Task objective - Copy exactly every line below, from the first through the one that contains "Target: black glove", and skip all pictures.
######
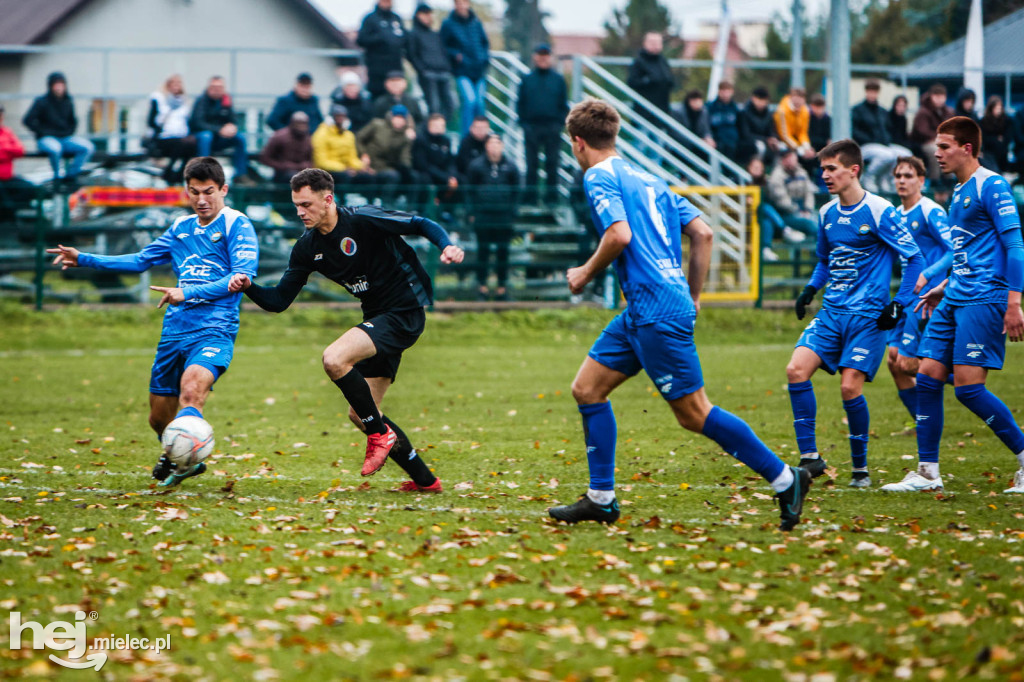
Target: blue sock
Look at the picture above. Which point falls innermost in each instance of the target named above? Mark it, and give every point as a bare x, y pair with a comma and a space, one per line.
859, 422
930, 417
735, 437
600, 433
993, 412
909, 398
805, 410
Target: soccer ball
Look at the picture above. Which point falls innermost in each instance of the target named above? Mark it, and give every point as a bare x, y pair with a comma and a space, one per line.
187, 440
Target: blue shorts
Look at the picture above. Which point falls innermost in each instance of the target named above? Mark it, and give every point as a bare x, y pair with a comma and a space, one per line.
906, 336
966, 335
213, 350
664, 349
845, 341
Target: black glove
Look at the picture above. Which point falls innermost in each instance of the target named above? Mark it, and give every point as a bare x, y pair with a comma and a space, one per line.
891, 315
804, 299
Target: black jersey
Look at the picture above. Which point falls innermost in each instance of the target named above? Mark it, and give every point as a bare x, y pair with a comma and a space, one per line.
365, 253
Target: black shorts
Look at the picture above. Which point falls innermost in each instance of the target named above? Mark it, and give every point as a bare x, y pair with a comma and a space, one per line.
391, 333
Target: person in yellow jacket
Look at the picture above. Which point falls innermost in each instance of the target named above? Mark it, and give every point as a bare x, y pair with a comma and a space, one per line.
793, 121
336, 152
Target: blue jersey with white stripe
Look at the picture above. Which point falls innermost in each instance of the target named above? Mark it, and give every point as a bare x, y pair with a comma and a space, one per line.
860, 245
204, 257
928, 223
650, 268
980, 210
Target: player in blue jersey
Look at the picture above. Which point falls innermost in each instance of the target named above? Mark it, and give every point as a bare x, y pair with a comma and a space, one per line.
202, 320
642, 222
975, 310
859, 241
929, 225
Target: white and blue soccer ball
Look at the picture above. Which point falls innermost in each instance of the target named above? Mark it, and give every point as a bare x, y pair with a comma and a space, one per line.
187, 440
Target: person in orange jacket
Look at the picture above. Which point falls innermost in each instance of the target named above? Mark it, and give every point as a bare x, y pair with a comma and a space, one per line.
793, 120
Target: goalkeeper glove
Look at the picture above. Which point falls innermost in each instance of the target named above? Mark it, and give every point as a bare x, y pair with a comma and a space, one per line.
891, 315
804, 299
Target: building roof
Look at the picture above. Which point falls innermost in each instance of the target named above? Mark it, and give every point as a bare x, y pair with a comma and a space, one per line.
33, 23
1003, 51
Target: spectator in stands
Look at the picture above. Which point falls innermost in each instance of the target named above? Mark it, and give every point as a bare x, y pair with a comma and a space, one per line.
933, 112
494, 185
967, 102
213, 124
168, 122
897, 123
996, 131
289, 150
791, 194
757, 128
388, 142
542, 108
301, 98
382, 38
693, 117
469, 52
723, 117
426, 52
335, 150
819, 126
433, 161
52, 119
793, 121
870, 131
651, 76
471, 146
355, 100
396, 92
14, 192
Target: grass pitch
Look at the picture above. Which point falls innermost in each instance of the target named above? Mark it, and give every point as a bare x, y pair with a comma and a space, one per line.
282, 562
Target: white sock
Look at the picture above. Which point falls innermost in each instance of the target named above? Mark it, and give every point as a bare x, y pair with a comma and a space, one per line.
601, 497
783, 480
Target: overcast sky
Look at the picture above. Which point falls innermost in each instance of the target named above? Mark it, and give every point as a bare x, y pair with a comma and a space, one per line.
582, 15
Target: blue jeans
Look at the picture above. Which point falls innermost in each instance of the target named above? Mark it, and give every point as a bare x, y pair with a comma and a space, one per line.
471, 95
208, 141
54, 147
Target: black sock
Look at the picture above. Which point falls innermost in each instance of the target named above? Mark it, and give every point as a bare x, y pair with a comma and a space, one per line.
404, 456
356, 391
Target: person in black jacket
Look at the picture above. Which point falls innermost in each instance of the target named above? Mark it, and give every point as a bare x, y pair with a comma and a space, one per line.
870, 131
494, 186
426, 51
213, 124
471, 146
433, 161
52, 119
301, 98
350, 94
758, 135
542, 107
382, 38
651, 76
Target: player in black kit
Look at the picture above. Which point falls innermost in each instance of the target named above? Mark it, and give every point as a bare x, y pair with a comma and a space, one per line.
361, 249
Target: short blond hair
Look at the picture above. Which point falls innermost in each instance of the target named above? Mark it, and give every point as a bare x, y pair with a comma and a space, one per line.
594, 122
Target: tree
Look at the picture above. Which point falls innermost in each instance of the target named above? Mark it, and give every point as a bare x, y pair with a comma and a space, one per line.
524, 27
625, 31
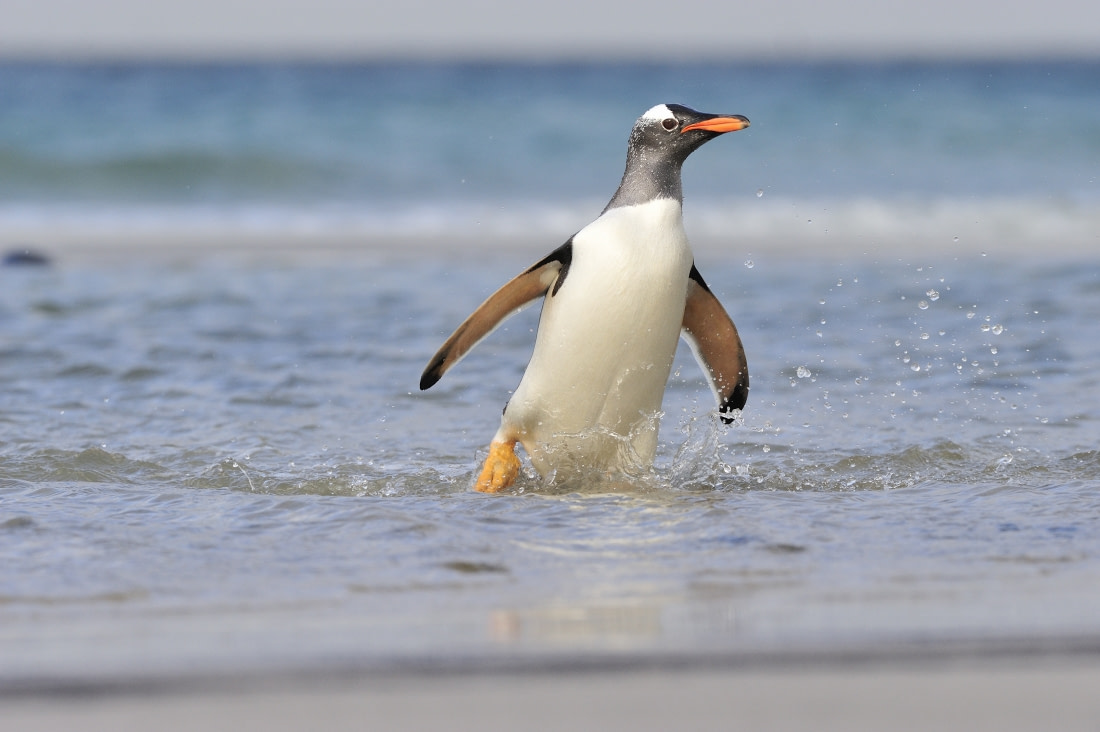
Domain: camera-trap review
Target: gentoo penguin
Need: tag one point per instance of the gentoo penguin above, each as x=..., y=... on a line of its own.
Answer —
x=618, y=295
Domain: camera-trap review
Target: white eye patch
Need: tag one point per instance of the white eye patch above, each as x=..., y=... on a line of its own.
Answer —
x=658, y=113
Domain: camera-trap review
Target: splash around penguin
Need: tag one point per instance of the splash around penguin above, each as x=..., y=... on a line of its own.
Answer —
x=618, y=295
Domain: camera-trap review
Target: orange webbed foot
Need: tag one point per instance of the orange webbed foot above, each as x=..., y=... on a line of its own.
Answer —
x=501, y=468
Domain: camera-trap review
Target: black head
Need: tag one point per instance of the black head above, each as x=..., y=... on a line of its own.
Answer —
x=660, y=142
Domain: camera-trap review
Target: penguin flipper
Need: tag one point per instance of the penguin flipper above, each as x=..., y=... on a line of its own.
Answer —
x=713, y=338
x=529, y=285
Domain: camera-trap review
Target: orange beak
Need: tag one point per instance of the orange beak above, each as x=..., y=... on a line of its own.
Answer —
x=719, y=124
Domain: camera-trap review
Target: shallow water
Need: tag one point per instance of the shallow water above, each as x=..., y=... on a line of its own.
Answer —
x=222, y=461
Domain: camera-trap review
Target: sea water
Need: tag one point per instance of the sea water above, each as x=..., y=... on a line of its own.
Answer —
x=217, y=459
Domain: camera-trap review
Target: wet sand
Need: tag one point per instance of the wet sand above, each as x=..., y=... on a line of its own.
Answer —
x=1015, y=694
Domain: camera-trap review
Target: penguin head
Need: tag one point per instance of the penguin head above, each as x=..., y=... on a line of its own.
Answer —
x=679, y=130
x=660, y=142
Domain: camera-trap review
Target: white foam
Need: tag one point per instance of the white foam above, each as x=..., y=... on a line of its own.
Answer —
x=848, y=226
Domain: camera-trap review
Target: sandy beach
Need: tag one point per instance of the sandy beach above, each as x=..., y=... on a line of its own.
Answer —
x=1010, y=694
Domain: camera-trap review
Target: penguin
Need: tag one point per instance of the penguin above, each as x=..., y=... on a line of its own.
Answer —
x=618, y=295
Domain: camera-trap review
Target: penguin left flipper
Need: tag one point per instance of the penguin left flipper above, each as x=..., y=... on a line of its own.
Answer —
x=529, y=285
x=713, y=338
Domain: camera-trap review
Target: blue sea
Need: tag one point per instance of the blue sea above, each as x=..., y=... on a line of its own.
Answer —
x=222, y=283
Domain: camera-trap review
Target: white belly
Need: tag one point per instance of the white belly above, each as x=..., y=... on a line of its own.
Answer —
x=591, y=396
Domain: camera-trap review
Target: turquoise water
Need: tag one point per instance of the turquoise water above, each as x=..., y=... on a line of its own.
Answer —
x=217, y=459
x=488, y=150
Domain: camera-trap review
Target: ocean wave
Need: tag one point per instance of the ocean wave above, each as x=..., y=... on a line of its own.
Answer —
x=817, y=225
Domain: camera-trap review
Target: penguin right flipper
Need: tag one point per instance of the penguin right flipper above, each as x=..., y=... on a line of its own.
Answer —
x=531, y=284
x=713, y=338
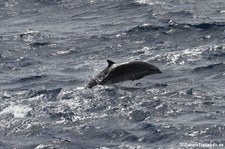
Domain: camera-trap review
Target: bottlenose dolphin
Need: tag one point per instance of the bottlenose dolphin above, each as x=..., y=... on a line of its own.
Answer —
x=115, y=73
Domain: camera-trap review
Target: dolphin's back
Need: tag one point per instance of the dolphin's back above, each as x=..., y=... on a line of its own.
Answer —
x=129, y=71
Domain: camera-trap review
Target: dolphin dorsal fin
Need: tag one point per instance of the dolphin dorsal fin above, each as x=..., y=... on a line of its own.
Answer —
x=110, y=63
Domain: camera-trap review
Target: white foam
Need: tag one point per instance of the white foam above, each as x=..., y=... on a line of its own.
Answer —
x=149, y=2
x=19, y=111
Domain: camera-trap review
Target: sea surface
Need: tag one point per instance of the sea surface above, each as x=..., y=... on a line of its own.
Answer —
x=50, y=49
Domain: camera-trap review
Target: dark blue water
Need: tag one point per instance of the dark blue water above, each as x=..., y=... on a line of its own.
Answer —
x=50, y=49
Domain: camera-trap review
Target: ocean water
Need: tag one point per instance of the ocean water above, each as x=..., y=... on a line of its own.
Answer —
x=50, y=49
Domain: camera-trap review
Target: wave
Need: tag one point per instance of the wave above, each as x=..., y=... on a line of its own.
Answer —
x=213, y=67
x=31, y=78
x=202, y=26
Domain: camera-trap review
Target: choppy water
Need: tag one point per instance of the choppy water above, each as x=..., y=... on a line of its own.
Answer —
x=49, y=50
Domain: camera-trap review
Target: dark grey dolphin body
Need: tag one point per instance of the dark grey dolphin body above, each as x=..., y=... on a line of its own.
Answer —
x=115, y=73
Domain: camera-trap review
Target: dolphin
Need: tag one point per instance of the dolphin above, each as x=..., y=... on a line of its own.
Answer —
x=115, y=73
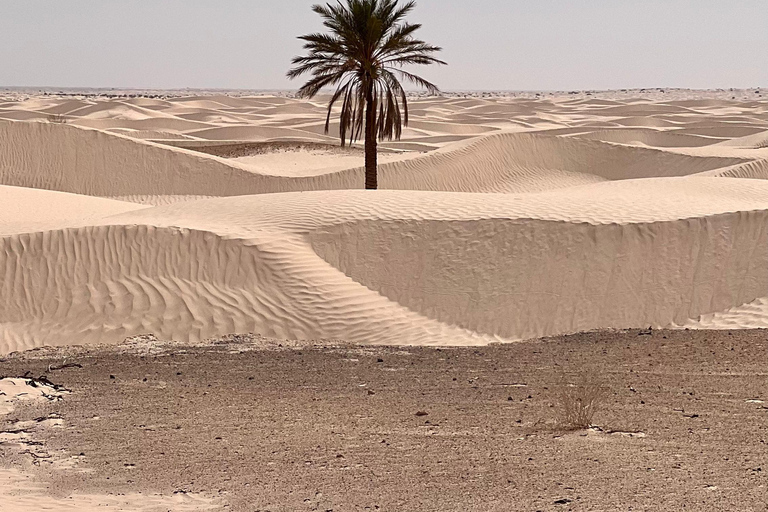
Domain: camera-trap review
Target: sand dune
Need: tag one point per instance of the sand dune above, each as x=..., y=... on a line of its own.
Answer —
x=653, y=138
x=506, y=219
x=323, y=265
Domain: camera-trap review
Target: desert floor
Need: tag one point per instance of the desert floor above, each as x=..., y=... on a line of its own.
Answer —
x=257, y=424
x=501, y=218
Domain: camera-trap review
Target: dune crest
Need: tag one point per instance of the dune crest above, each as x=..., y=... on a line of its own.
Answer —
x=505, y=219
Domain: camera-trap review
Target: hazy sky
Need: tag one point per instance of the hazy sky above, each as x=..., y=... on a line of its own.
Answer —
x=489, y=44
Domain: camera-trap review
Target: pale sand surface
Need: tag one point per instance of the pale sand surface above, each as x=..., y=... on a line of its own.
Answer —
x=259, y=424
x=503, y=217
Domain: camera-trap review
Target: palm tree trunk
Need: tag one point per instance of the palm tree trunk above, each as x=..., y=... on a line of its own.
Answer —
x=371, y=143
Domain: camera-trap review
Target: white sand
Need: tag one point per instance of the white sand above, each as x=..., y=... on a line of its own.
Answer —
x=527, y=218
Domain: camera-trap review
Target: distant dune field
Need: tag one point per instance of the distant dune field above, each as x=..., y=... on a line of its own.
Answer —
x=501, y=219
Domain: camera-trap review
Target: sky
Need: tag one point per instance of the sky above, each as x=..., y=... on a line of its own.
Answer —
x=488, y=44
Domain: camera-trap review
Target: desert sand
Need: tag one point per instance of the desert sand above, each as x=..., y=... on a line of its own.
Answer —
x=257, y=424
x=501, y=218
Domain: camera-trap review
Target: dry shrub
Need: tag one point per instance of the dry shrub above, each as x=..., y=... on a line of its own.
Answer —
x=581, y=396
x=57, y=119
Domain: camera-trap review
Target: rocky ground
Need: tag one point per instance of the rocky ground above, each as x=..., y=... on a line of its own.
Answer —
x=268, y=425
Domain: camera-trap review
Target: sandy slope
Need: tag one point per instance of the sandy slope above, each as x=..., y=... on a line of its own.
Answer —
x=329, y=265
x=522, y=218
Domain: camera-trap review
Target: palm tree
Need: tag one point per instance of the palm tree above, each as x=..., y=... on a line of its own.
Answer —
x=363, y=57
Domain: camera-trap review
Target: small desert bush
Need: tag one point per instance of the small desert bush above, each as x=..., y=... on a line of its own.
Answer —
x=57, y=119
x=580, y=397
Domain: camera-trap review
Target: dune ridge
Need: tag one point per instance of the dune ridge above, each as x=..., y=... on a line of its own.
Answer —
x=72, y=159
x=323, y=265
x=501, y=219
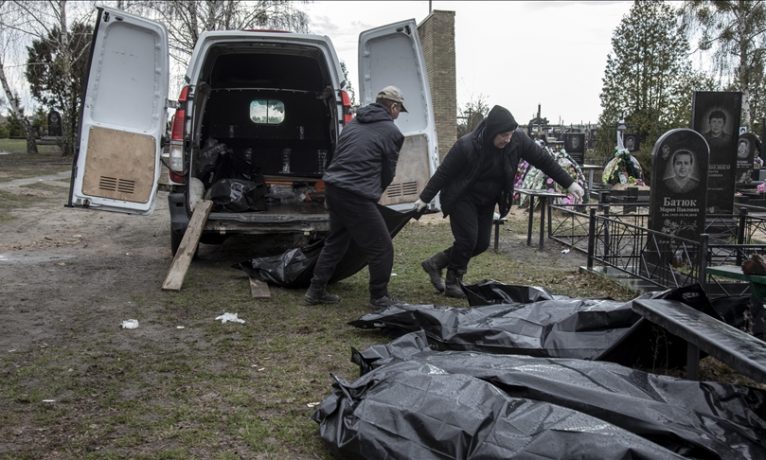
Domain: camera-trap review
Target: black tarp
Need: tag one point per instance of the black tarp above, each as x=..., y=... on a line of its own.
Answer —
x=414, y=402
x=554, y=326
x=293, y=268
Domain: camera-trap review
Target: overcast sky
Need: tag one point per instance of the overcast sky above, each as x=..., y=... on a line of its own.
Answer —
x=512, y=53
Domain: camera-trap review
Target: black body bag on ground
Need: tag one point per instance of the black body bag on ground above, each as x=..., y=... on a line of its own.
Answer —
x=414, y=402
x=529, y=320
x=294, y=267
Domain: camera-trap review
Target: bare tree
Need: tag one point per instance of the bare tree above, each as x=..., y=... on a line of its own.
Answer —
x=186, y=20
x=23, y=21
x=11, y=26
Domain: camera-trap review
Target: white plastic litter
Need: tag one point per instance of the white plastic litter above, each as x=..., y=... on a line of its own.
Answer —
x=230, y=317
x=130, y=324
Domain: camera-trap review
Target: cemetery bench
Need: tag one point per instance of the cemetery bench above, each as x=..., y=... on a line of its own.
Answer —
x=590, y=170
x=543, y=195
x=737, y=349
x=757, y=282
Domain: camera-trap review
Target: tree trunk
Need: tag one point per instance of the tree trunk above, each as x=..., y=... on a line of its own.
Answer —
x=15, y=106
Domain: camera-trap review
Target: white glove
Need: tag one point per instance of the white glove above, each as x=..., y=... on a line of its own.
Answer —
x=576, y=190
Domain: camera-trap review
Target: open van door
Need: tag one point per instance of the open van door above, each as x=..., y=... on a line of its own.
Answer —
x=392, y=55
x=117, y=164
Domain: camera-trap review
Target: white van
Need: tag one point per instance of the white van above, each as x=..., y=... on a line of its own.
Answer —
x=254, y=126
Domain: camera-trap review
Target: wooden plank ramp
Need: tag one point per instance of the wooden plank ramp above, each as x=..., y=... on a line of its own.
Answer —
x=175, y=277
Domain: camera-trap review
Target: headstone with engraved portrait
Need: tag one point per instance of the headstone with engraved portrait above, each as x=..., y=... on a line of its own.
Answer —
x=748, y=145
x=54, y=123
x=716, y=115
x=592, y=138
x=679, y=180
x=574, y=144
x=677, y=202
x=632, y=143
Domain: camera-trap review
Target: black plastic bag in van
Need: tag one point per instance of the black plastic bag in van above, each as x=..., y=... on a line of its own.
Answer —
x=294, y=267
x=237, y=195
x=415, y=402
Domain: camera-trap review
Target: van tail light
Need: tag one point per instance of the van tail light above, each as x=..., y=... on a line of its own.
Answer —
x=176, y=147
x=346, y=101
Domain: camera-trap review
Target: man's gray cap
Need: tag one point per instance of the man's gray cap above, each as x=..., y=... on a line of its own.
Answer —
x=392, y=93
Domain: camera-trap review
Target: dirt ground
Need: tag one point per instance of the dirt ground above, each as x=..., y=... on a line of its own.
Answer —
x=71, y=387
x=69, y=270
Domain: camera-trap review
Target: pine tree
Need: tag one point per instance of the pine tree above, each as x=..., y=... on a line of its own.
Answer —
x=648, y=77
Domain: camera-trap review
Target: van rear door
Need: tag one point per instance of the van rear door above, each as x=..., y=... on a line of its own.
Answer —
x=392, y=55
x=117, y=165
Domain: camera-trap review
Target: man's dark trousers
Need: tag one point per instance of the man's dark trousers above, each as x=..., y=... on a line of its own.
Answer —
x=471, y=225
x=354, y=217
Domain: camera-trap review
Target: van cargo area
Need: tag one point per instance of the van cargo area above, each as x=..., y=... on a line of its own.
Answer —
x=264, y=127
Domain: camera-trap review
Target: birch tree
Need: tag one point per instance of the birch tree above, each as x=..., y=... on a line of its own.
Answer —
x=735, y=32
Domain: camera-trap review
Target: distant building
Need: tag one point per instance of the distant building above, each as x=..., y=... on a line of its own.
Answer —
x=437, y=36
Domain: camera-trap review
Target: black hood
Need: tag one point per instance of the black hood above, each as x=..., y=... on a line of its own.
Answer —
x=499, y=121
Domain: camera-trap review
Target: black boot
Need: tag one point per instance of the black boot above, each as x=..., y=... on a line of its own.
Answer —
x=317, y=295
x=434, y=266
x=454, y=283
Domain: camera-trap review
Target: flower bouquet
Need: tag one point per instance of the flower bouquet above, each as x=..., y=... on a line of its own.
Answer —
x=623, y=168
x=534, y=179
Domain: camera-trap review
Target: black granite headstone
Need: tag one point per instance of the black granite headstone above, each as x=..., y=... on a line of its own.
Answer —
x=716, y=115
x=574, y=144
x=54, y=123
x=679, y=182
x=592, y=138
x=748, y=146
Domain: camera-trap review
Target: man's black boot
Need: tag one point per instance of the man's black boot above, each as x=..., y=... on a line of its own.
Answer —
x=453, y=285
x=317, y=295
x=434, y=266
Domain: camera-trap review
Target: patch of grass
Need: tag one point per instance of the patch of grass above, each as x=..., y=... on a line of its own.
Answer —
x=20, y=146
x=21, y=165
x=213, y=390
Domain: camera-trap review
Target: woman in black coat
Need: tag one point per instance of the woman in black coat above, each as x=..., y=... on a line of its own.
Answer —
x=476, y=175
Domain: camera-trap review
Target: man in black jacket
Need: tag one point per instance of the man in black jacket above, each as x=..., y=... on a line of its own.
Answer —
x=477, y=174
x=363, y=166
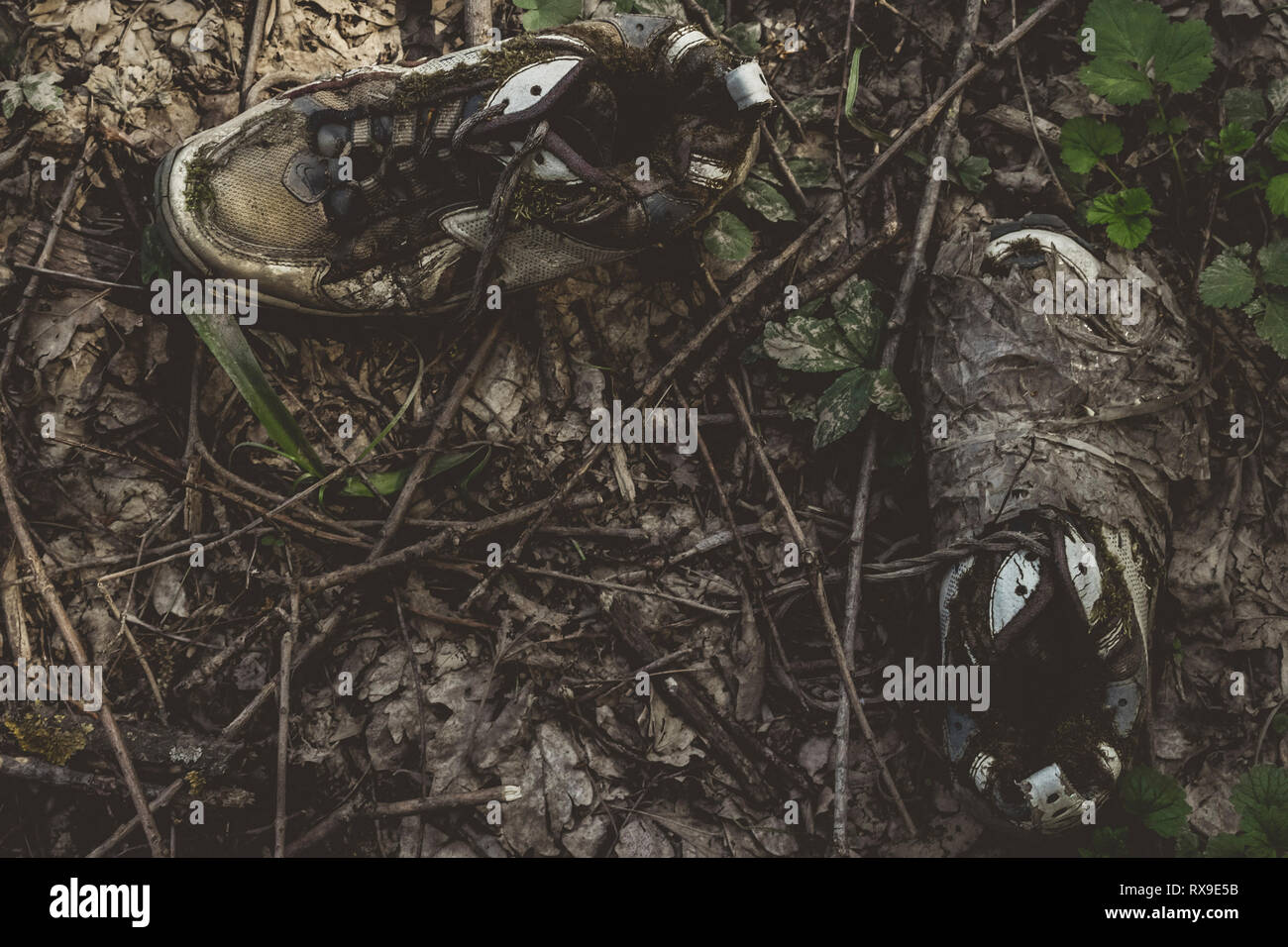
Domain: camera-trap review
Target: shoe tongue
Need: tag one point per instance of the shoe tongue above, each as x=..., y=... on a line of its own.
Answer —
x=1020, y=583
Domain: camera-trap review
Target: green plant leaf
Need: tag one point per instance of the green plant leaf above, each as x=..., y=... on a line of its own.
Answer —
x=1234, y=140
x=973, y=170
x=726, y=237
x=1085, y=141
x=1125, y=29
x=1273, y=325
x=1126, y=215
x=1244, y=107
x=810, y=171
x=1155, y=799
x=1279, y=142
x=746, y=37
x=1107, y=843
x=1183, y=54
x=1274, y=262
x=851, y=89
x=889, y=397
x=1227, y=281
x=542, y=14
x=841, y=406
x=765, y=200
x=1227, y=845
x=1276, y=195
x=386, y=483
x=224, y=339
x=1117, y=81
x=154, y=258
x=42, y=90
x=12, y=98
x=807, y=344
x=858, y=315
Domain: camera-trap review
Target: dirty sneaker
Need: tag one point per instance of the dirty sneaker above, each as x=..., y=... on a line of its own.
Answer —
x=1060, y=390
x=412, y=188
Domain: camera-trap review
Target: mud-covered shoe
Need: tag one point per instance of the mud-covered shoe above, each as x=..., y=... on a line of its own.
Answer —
######
Written response -
Target: blue sock
Look at the picture above. Which point falls innermost in each instance of the target named above? Mark it, and give every point as a bare x, y pair with a comma and a space, one per line.
859, 422
930, 417
735, 437
600, 433
993, 412
909, 398
805, 410
Target: soccer ball
Look at the picture above. Which point falls innermost in each instance of the target named above? Mark it, and give every point as a bare x, y pair with a comma and a space, one per line.
187, 440
Target: blue shorts
Look at the picture above. Which point falls innermost in each instance of the target named above? Mark it, and give every point as a bare x, y pair with a comma and a space, one per line.
906, 336
966, 335
213, 350
664, 349
845, 341
Target: black glove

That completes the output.